Entries from a pointing dataset:
====================

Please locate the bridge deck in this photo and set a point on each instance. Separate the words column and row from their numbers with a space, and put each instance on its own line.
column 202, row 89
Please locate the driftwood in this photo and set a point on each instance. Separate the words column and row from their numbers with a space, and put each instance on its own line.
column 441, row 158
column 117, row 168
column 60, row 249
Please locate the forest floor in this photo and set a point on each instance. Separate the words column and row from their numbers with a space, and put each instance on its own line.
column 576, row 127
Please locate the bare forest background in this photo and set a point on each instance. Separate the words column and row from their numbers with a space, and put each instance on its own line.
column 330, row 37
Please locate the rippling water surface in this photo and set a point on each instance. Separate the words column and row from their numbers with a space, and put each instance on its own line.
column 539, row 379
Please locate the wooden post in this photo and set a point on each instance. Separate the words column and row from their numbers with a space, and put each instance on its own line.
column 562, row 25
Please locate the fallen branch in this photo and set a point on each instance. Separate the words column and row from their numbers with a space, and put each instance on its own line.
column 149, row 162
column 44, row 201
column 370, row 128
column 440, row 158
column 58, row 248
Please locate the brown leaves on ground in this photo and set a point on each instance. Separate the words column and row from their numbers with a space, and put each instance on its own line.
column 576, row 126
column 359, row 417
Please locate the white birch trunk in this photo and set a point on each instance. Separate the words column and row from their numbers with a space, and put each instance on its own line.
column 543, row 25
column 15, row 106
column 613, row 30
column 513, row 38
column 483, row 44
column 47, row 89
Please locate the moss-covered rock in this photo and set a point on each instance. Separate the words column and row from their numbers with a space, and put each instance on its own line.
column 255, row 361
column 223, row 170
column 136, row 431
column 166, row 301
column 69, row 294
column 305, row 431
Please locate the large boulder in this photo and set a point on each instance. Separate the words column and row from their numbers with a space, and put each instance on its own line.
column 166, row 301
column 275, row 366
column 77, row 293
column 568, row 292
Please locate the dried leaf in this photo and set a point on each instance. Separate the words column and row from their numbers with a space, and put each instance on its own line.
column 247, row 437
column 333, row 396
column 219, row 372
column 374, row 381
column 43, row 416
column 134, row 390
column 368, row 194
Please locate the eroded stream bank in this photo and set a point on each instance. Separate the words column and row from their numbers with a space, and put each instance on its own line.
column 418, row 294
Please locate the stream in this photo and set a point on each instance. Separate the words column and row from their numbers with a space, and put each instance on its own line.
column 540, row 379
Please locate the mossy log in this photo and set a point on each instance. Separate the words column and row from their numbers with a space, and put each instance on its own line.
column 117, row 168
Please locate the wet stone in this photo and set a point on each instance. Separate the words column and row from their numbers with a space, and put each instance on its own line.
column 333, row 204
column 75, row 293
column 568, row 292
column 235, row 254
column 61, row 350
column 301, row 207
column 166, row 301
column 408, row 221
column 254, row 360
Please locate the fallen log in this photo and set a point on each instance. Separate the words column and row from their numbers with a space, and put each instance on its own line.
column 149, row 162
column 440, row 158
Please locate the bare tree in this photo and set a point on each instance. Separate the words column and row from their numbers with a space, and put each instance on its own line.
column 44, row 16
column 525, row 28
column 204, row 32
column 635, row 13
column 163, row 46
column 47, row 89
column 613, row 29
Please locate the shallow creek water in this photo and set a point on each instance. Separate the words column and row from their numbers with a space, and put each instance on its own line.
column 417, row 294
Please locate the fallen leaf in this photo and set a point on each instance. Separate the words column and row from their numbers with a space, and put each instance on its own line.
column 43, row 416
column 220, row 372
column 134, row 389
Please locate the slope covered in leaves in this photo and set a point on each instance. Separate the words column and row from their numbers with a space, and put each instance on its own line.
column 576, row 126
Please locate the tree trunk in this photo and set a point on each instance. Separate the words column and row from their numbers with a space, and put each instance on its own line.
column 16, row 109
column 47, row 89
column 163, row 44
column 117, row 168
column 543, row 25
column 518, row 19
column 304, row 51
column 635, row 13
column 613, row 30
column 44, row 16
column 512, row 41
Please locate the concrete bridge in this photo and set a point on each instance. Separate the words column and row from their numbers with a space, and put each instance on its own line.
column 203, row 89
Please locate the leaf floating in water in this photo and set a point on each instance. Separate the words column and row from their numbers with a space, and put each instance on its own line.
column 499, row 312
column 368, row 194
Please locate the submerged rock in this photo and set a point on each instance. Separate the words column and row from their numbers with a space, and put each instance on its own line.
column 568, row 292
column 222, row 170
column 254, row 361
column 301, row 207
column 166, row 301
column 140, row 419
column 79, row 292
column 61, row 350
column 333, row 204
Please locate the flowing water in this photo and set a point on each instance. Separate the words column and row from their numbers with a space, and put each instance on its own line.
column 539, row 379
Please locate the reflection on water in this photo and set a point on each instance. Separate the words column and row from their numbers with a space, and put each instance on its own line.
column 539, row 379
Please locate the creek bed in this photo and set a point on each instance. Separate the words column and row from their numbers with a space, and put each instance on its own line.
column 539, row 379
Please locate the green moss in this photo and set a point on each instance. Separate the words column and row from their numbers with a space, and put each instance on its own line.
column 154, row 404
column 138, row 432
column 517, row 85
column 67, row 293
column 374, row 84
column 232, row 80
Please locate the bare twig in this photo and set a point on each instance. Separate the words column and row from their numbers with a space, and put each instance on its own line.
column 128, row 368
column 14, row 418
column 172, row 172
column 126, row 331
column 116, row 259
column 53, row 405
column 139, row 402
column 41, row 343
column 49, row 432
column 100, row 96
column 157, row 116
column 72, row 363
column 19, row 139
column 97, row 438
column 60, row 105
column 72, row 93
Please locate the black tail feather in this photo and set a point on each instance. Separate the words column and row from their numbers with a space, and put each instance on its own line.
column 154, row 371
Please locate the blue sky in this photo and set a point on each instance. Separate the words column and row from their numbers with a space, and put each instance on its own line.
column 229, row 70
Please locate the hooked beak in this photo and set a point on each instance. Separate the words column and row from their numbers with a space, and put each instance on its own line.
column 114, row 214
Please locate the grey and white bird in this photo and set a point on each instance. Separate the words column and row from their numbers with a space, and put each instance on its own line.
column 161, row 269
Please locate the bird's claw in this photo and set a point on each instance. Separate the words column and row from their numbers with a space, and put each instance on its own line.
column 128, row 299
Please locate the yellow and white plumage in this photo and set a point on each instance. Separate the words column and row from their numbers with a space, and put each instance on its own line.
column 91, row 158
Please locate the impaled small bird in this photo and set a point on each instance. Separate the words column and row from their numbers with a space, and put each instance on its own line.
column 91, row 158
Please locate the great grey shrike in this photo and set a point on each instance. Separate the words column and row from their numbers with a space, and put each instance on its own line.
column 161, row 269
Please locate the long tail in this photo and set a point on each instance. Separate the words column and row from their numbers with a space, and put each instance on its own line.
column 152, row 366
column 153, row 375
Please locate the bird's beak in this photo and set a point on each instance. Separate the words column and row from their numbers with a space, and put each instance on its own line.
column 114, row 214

====================

→ EXERCISE BRIEF
Arrange every row above as a two-column CSV with the header text,answer, giving each row one line with its text under text and its answer under answer. Wrap each field in double quotes and replace any line breaks inside a field with spaces.

→ TASK OUTPUT
text,answer
"Please locate the bridge deck in this photo and set a point on each instance. Separate the words column and row from their numbers with a space, and put each instance on its own line.","column 202, row 89"
"Please locate the driftwood in this photo and set a point on each instance. Separate the words column and row from their numbers with a space, and put each instance on its own line.","column 441, row 158 column 117, row 168 column 60, row 249"
"Please locate the forest floor in this photo and set a point on each instance. Separate the words column and row from their numbers with a space, and put each instance on its own line.","column 576, row 127"
"Please locate the bare forest background in this photo and set a point on each instance. Separate the words column and row from their numbers with a space, and put each instance on its own line.","column 330, row 37"
"Please locate the rippling water surface in this photo and set a point on each instance. Separate the words column and row from their numbers with a space, and put each instance on its own line.","column 539, row 379"
"Please locate the wooden post in this photo and set a point on each instance. Separate the words column and row from their numbers with a space, and put each instance on its own line.","column 562, row 25"
"Please locate the fallen branch in this photo and set a point on each instance. Separate the words column and row from their numbers with a space, and put each instance on its own line.","column 149, row 162 column 44, row 201 column 370, row 128 column 440, row 158 column 58, row 248"
"Please locate the brown leaves on ground in this photo and set a point on each instance. Separate the words column and row from their numbers with a space, and put each instance on its own line.","column 576, row 126 column 359, row 417"
"Please locate the white birch trunk in this photo and set a point on each instance. Separate the words column and row from their numbers with a space, and put each instance on its own line.","column 543, row 25 column 15, row 106 column 613, row 30 column 513, row 38 column 483, row 44 column 47, row 89"
"Please locate the moss-covered rock in this photo and set a point on each instance. Separate the words column and row from their numbers with a space, and put each instance on its own line.","column 255, row 361 column 223, row 170 column 136, row 431 column 166, row 301 column 69, row 294 column 305, row 431"
"Please locate the large boulder in this photo and set a point on each instance. Separate the words column and row from their numbers with a space, and put each instance on its own line.","column 166, row 301 column 275, row 366 column 77, row 293 column 568, row 292"
"Please locate the dried leaf in this photo and set a point on each instance. Separate the words column and row from their numbers with a space, and put each instance on its own line.","column 247, row 437 column 333, row 396 column 219, row 372 column 374, row 381 column 43, row 416 column 134, row 390 column 368, row 194"
"Please locate the eroded stream bank in this photo and set a point on each instance. Separate the words column and row from their numbers with a space, and put each instance on its own line.","column 418, row 294"
"Please locate the stream in this photo and set a point on each instance. Separate the words column and row from their numbers with a space, and put each instance on its own line.","column 540, row 379"
"Please locate the mossy log in this photo and set a point on each instance. Separate the words column and row from their numbers with a space, and put each instance on its own line.","column 117, row 168"
"Please locate the wet stone in this photo and set a point on each instance. Separate the words column and row from their numbers with a space, and put each instance on its own line.","column 333, row 204 column 75, row 293 column 568, row 292 column 235, row 254 column 61, row 350 column 301, row 207 column 166, row 301 column 408, row 221 column 254, row 360"
"Please locate the fallen log in this photo and set a point on each instance. Separate the words column and row from their numbers with a space, and put each instance on its own line.","column 149, row 162 column 440, row 158"
"Please locate the bare tree in this photo and set a point on each instance. Separate the words column and row from their numbers with a space, and put each instance on its own line.","column 44, row 16 column 525, row 28 column 204, row 32 column 635, row 13 column 163, row 46 column 47, row 89 column 613, row 29"
"Please locate the shallow creek water in this photo and set a point on each instance. Separate the words column and row from their numbers with a space, and put each instance on its own line.","column 417, row 294"
"Please locate the fallen leaf in this photo and set a point on each instance. Separate the words column and row from their numbers with a space, and put each instance on its own line.","column 43, row 416 column 220, row 372 column 134, row 389"
"Please locate the slope covered in leaves in this photo and set a point on each instance. Separate the words column and row from their numbers with a space, and put each instance on its own line.","column 576, row 126"
"Please locate the tree trunk in this photo and set a point on each instance. Separate the words column and row from their numbers with a space, and put each instance on its own line.","column 16, row 109 column 47, row 89 column 163, row 44 column 117, row 168 column 543, row 25 column 518, row 19 column 304, row 51 column 635, row 13 column 613, row 30 column 44, row 16 column 512, row 41"
"Please locate the concrete bridge in this photo and set a point on each instance. Separate the words column and row from their numbers with a space, and put each instance on its own line.","column 203, row 89"
"Please locate the leaf floating in water in this photo and set a point on each instance. Separate the words column and row from their numbers with a space, and put each instance on its own line.","column 499, row 312 column 368, row 194"
"Please locate the submerged rock in this photo and set a point on each instance. Separate the words column and row from their numbers with a space, and put each instance on its own line.","column 568, row 292 column 222, row 170 column 254, row 361 column 301, row 207 column 166, row 301 column 140, row 419 column 79, row 292 column 61, row 350 column 333, row 204"
"Please locate the flowing water in this photo and set a point on each instance. Separate the words column and row from their numbers with a space, and put each instance on its own line.","column 539, row 379"
"Please locate the reflection on water in this photo and set a point on each instance. Separate the words column and row from their numbers with a space, and put each instance on its own line.","column 539, row 379"
"Please locate the creek bed in this photo and set a point on each instance. Separate the words column and row from their numbers with a space, and put each instance on its own line.","column 539, row 379"
"Please locate the green moss in this photo and set a point on each instance. Separate the words column and row from their numbers with a space, and put each instance on its own line.","column 154, row 404 column 138, row 432 column 517, row 85 column 67, row 293 column 374, row 84 column 232, row 80"
"Please locate the bare twig in this photo and set a point on each instance. Separate the words column and row from their numbers with a space, and put each instance on its own line.","column 128, row 368 column 14, row 418 column 172, row 172 column 126, row 331 column 116, row 259 column 53, row 405 column 139, row 402 column 41, row 343 column 49, row 432 column 100, row 96 column 157, row 116 column 72, row 363 column 19, row 139 column 97, row 438 column 60, row 105 column 72, row 93"
"Please locate the black tail feather in this photo and set a point on each instance. Separate the words column and row from their numbers with a space, and put each instance on its own line.","column 154, row 371"
"Please locate the blue sky in this photo and set a point on each instance. Separate the words column and row from their numbers with a space, and put each instance on its own line.","column 229, row 70"
"Please locate the hooked beak in this photo and set a point on each instance. Separate the words column and row from their numbers with a space, and put each instance on its own line.","column 114, row 214"
"Please locate the grey and white bird in this photo and set a point on each instance. Separate the words column and row from their numbers with a space, and put each instance on its own line.","column 161, row 269"
"Please locate the bird's claw in this photo and set a point on each instance. Separate the words column and row from their numbers with a space, and put each instance on its own line.","column 128, row 299"
"Please locate the yellow and white plumage in this photo and set a point on each instance. Separate the words column and row from their numbers with a space, and put each instance on its own line.","column 91, row 158"
"Please locate the impaled small bird in this photo and set a point on each instance. Separate the words column and row from their numbers with a space, and put each instance on its own line.","column 91, row 158"
"Please locate the great grey shrike in this photo and set a point on each instance. Separate the words column and row from their numbers with a space, and put each instance on its own line.","column 161, row 269"
"Please locate the long tail in this photo and set a point on each instance. Separate the words column and row from their numbers with a space, and put each instance on its own line.","column 152, row 366 column 153, row 375"
"Please locate the bird's beak in this photo and set a point on each instance. Separate the words column and row from their numbers with a space, and put each instance on its own line.","column 114, row 214"